(EXCERPTED RECORDS):
━━━━
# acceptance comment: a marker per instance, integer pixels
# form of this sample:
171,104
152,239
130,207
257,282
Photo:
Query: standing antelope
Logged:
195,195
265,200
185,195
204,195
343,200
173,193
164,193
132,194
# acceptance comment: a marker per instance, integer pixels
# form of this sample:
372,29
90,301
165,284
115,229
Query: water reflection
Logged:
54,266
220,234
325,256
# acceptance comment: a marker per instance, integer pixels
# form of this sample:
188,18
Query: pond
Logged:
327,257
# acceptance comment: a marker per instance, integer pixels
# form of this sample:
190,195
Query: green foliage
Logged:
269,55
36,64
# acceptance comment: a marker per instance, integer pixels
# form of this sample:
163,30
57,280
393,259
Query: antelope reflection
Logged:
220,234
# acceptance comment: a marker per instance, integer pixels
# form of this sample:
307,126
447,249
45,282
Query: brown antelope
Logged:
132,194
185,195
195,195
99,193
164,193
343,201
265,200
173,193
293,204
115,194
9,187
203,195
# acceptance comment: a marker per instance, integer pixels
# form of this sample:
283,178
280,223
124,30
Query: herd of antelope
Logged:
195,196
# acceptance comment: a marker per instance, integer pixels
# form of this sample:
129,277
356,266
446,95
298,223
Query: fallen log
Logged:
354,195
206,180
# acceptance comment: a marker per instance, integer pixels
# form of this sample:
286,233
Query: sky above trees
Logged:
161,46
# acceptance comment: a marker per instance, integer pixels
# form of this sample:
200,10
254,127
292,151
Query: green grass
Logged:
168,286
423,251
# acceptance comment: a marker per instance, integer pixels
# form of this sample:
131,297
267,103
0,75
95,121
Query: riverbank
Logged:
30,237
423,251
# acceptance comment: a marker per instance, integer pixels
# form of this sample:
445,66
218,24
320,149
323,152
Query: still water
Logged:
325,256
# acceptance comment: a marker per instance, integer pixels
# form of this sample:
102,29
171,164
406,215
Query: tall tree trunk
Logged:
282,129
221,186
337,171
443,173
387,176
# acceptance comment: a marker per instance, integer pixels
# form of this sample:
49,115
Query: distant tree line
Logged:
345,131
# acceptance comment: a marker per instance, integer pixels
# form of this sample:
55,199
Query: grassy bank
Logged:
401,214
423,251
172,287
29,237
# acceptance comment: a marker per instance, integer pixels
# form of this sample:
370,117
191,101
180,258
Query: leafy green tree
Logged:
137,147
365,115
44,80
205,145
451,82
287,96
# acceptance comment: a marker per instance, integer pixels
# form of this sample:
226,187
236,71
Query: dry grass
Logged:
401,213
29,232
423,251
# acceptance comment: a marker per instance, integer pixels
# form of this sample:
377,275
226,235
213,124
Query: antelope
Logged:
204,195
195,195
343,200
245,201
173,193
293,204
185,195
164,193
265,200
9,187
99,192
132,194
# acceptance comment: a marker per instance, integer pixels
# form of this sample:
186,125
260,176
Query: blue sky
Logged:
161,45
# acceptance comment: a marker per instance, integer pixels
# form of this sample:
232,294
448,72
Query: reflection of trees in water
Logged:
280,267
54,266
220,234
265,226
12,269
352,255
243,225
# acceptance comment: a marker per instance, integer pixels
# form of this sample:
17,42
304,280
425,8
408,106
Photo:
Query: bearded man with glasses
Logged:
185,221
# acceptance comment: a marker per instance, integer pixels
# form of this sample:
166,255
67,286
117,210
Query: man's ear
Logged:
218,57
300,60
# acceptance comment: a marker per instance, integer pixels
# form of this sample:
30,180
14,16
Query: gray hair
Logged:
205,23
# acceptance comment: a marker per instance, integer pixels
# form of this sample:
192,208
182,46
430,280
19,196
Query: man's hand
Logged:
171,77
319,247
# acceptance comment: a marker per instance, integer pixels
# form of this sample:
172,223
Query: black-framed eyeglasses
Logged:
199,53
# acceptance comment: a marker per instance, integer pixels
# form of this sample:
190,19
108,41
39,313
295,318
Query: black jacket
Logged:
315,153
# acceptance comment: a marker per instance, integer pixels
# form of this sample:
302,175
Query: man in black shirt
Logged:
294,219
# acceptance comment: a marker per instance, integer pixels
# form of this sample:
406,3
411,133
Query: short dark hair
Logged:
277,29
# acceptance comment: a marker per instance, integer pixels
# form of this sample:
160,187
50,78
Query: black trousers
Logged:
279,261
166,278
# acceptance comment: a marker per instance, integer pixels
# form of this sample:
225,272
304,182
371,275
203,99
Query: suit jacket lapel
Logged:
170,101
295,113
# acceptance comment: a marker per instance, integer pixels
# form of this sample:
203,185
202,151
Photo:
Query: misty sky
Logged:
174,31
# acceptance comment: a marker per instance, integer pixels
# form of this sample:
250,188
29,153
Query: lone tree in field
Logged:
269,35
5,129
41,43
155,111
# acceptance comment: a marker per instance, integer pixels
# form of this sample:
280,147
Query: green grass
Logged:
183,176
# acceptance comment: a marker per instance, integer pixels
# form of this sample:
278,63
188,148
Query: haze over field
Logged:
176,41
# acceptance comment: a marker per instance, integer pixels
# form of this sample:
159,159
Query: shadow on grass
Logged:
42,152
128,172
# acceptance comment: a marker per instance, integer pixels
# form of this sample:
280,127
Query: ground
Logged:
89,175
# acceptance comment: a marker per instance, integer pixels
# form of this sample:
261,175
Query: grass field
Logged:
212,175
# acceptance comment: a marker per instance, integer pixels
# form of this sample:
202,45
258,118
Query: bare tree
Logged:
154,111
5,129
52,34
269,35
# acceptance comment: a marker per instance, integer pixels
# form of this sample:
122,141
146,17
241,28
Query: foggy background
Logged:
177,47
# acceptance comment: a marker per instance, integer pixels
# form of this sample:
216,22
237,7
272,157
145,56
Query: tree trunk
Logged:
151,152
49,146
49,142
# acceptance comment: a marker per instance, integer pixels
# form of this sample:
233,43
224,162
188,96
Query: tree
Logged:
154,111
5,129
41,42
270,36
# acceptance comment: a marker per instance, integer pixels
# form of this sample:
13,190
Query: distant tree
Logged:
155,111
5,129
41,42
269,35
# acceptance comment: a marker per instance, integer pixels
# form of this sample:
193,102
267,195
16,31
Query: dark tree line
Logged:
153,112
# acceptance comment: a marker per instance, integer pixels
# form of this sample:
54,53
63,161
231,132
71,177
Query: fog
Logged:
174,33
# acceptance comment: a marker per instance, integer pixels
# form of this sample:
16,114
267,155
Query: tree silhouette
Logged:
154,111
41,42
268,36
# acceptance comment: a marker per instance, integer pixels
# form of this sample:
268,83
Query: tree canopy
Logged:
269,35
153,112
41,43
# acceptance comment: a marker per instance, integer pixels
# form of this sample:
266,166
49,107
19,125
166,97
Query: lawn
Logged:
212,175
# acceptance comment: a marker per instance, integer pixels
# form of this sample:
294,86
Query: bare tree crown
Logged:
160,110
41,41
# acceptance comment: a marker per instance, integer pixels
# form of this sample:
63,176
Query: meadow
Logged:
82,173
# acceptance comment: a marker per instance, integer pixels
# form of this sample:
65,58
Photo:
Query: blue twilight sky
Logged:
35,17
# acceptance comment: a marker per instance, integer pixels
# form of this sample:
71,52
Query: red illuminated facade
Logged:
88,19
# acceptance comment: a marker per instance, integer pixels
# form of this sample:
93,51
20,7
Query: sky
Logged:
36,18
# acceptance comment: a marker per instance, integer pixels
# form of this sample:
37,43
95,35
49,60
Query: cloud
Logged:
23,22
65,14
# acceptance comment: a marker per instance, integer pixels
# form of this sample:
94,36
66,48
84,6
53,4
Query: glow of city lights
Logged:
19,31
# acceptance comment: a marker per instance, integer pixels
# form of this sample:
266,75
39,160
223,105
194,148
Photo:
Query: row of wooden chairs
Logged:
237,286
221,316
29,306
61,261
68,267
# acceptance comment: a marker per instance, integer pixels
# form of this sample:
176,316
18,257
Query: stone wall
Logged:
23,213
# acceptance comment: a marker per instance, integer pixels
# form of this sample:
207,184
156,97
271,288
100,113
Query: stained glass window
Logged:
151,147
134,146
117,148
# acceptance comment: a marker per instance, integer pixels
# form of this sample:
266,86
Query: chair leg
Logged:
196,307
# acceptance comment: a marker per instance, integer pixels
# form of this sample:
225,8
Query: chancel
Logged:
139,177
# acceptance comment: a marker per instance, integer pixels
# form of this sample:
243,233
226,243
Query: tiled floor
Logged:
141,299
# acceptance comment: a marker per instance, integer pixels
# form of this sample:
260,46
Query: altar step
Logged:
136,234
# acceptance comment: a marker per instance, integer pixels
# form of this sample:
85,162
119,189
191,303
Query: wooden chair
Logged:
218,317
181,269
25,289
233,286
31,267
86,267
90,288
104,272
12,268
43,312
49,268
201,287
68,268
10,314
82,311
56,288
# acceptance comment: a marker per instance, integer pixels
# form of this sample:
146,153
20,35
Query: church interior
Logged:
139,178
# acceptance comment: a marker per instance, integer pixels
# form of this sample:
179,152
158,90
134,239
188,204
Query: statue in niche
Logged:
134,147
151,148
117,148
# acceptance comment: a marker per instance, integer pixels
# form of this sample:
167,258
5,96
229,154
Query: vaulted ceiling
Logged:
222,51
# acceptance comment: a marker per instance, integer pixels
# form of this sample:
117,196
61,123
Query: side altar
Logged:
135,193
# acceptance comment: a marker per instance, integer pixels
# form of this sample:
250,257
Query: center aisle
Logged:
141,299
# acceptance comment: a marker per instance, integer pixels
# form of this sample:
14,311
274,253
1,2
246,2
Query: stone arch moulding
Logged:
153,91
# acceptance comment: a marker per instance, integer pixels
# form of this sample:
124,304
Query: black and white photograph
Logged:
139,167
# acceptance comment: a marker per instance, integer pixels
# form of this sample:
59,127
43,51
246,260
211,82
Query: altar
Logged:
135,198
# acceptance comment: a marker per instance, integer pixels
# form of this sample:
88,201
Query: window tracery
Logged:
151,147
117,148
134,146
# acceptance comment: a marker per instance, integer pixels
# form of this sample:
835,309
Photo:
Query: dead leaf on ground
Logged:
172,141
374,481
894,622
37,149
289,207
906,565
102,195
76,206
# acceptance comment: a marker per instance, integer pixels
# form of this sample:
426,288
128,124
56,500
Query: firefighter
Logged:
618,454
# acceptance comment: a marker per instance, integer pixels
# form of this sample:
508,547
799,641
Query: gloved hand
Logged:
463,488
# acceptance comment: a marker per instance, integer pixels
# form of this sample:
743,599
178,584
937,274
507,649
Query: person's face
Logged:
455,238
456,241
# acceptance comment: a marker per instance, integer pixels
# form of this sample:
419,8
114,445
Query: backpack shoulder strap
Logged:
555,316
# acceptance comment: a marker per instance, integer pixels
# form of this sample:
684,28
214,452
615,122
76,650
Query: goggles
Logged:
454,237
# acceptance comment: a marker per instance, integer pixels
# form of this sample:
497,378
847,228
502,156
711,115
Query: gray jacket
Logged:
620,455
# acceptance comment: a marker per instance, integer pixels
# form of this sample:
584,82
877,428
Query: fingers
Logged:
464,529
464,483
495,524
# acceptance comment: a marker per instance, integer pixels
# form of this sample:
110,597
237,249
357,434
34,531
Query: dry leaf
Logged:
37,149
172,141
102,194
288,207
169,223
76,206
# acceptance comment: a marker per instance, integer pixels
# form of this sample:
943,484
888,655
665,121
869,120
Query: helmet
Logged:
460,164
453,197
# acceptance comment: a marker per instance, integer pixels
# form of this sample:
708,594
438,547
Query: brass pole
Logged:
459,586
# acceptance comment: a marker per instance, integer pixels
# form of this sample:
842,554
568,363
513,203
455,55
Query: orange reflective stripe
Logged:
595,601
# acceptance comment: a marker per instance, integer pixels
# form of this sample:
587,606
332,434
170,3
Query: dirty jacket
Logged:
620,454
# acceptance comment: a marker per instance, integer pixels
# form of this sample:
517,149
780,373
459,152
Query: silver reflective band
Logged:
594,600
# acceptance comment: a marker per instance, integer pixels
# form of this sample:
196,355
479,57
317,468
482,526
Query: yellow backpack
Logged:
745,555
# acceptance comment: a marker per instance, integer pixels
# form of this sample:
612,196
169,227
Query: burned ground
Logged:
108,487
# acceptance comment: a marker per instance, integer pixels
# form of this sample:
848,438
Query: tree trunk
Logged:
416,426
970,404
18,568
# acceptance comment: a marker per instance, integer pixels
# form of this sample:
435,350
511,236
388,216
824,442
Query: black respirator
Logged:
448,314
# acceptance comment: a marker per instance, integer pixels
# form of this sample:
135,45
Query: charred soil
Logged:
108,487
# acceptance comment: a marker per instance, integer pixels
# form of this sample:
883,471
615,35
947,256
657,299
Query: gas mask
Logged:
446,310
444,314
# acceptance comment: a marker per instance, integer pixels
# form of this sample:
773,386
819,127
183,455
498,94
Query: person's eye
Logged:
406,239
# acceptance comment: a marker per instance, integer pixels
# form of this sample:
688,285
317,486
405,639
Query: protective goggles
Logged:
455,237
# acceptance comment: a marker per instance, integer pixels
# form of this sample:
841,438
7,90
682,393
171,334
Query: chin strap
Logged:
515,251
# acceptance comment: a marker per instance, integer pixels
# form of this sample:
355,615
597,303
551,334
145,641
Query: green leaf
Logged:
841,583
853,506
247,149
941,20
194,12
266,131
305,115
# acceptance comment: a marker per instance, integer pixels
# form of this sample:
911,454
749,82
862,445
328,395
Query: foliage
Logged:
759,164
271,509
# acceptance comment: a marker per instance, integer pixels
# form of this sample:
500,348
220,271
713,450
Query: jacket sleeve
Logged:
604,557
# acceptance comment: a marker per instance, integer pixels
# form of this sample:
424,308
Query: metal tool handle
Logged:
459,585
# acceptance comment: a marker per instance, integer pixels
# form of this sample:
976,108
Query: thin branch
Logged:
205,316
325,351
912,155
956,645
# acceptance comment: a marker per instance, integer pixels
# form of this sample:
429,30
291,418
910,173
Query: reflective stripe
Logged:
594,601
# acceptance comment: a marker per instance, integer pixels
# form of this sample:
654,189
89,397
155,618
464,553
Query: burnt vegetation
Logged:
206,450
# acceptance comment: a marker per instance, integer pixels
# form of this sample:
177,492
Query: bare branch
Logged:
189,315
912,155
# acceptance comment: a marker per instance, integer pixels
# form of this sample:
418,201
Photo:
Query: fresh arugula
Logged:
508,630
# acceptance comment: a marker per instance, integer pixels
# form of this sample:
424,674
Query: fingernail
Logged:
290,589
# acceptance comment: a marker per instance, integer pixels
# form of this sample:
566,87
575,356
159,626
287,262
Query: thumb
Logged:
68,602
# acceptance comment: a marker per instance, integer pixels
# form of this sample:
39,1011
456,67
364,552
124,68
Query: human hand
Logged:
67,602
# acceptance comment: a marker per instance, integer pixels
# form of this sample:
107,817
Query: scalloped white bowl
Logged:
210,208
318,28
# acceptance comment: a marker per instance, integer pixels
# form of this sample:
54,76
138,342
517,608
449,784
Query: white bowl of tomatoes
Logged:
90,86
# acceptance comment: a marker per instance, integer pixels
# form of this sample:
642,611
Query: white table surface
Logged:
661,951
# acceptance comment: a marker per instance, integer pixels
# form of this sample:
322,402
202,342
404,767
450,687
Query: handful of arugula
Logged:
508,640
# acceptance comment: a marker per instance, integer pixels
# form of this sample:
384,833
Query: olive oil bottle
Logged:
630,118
━━━━
(PROBLEM STATEMENT):
Copy out each line from the preceding entries that mentions the word "reflection".

(REPLY TO THE TASK):
Query: water reflection
Query: antelope reflection
Query: reflection of trees in water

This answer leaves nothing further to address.